Task goal
Turn the rows below, from the very first line through the line containing "top-left (241, 35), bottom-right (347, 167)", into a JSON list of strings, one string per line and no blank lines. Leave the pictures out.

Data provided
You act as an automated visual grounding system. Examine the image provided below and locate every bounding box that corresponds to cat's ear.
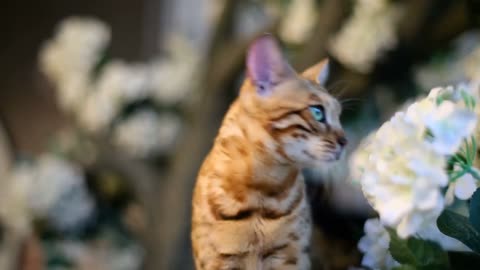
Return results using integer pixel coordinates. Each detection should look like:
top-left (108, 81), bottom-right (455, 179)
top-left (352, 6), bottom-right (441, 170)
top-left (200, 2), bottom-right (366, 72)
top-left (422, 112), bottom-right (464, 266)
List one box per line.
top-left (302, 58), bottom-right (330, 86)
top-left (247, 35), bottom-right (295, 95)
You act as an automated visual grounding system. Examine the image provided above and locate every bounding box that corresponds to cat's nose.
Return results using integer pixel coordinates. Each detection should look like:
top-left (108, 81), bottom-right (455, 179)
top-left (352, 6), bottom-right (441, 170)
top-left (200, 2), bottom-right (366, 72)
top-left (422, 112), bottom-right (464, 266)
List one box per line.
top-left (337, 136), bottom-right (348, 147)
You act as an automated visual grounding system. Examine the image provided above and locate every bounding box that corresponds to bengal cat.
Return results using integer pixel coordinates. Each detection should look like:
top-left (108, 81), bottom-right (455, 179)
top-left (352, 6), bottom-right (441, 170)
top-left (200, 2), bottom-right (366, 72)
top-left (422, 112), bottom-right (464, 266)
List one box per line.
top-left (191, 35), bottom-right (347, 270)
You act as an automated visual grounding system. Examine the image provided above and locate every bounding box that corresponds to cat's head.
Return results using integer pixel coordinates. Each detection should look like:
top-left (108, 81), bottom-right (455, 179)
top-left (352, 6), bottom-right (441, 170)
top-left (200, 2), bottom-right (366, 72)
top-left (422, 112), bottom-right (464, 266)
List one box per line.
top-left (241, 35), bottom-right (347, 167)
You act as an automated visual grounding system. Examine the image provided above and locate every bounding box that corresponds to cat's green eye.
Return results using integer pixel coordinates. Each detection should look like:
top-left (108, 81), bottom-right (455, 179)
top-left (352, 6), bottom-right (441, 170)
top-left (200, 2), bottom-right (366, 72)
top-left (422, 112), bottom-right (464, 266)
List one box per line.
top-left (309, 105), bottom-right (326, 123)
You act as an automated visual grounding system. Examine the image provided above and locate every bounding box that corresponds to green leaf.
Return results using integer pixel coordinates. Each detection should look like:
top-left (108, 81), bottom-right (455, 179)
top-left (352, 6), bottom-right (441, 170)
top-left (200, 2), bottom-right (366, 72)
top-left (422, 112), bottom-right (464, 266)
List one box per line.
top-left (392, 264), bottom-right (417, 270)
top-left (437, 210), bottom-right (480, 252)
top-left (469, 188), bottom-right (480, 232)
top-left (448, 251), bottom-right (480, 270)
top-left (408, 238), bottom-right (448, 266)
top-left (389, 230), bottom-right (448, 269)
top-left (388, 229), bottom-right (417, 265)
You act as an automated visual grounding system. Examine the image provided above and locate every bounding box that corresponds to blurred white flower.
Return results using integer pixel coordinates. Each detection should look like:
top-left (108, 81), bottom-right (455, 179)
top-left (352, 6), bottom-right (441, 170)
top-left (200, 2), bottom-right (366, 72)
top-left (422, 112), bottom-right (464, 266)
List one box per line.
top-left (280, 0), bottom-right (316, 43)
top-left (96, 60), bottom-right (152, 104)
top-left (329, 0), bottom-right (404, 73)
top-left (358, 218), bottom-right (400, 269)
top-left (77, 91), bottom-right (121, 133)
top-left (113, 111), bottom-right (181, 157)
top-left (28, 154), bottom-right (94, 230)
top-left (40, 17), bottom-right (110, 111)
top-left (0, 163), bottom-right (35, 234)
top-left (351, 85), bottom-right (477, 238)
top-left (445, 165), bottom-right (478, 205)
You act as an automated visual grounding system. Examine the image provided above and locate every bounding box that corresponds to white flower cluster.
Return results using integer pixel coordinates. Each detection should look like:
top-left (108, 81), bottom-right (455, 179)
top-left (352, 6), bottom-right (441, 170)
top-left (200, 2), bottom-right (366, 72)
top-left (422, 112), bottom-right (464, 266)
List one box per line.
top-left (329, 0), bottom-right (404, 73)
top-left (351, 87), bottom-right (478, 238)
top-left (0, 154), bottom-right (94, 232)
top-left (40, 17), bottom-right (195, 156)
top-left (113, 110), bottom-right (181, 157)
top-left (358, 218), bottom-right (400, 269)
top-left (358, 218), bottom-right (470, 269)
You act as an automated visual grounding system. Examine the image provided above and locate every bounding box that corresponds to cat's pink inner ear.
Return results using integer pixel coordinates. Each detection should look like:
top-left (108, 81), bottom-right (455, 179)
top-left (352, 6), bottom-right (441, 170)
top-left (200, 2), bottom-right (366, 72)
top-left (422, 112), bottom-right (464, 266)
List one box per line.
top-left (302, 58), bottom-right (330, 86)
top-left (247, 35), bottom-right (293, 94)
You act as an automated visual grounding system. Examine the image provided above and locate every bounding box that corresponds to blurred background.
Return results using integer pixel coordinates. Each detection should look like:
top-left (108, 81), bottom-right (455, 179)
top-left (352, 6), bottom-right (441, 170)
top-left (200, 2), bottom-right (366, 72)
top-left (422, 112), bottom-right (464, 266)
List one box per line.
top-left (0, 0), bottom-right (480, 270)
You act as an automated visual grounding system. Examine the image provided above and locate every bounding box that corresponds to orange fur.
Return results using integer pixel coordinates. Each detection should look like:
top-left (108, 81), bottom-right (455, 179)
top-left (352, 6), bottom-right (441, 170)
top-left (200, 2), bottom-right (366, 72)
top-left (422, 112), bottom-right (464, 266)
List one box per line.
top-left (191, 36), bottom-right (345, 270)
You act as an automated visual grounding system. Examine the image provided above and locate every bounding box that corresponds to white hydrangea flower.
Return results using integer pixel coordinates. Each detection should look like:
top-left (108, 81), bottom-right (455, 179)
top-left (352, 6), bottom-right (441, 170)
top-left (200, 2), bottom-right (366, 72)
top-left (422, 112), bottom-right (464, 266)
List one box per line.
top-left (40, 17), bottom-right (110, 111)
top-left (280, 0), bottom-right (316, 43)
top-left (445, 165), bottom-right (479, 205)
top-left (96, 60), bottom-right (151, 104)
top-left (113, 111), bottom-right (181, 157)
top-left (358, 218), bottom-right (400, 269)
top-left (28, 154), bottom-right (94, 230)
top-left (351, 85), bottom-right (477, 238)
top-left (329, 0), bottom-right (404, 73)
top-left (0, 163), bottom-right (35, 234)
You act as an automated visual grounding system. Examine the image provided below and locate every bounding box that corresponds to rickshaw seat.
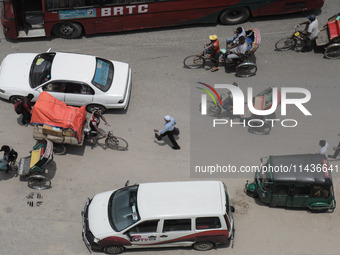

Finished answer
[
  "You act as an automated visual grounding system. Examine the image provided below and locate every bounding box that corresponds to cat's ear.",
  "Return results using integer pixel coordinates. Each detection should look like:",
  "top-left (108, 81), bottom-right (455, 179)",
  "top-left (352, 6), bottom-right (441, 170)",
  "top-left (200, 2), bottom-right (366, 72)",
  "top-left (422, 112), bottom-right (464, 266)",
  "List one box per line.",
  "top-left (302, 58), bottom-right (330, 86)",
  "top-left (247, 35), bottom-right (295, 95)",
  "You act as an automated visual grounding system. Examine the image provided above and locate every bounding box that corresponds to cat's nose.",
  "Return results using integer pixel coordinates. Each detection should look like:",
  "top-left (108, 81), bottom-right (455, 179)",
  "top-left (352, 6), bottom-right (441, 170)",
  "top-left (200, 2), bottom-right (366, 72)",
  "top-left (422, 112), bottom-right (464, 266)",
  "List one box per line.",
  "top-left (337, 136), bottom-right (348, 147)",
  "You act as an automated visual grounding system. Examine the image provided above and locate every bounding box that corresponds to bengal cat.",
  "Return results using integer pixel coordinates. Each detection should look like:",
  "top-left (108, 81), bottom-right (455, 179)",
  "top-left (352, 6), bottom-right (441, 170)",
  "top-left (200, 2), bottom-right (366, 72)",
  "top-left (422, 112), bottom-right (464, 266)",
  "List one box per line.",
  "top-left (191, 35), bottom-right (347, 270)",
  "You act as an automated visual grounding system. Examine the image provided above and locate every bounding box that corresponds to cat's head.",
  "Return results using integer pixel coordinates. Each detection should look like:",
  "top-left (108, 81), bottom-right (455, 179)",
  "top-left (352, 6), bottom-right (441, 170)",
  "top-left (200, 2), bottom-right (366, 72)",
  "top-left (422, 112), bottom-right (464, 266)",
  "List one box per line.",
  "top-left (241, 35), bottom-right (347, 167)"
]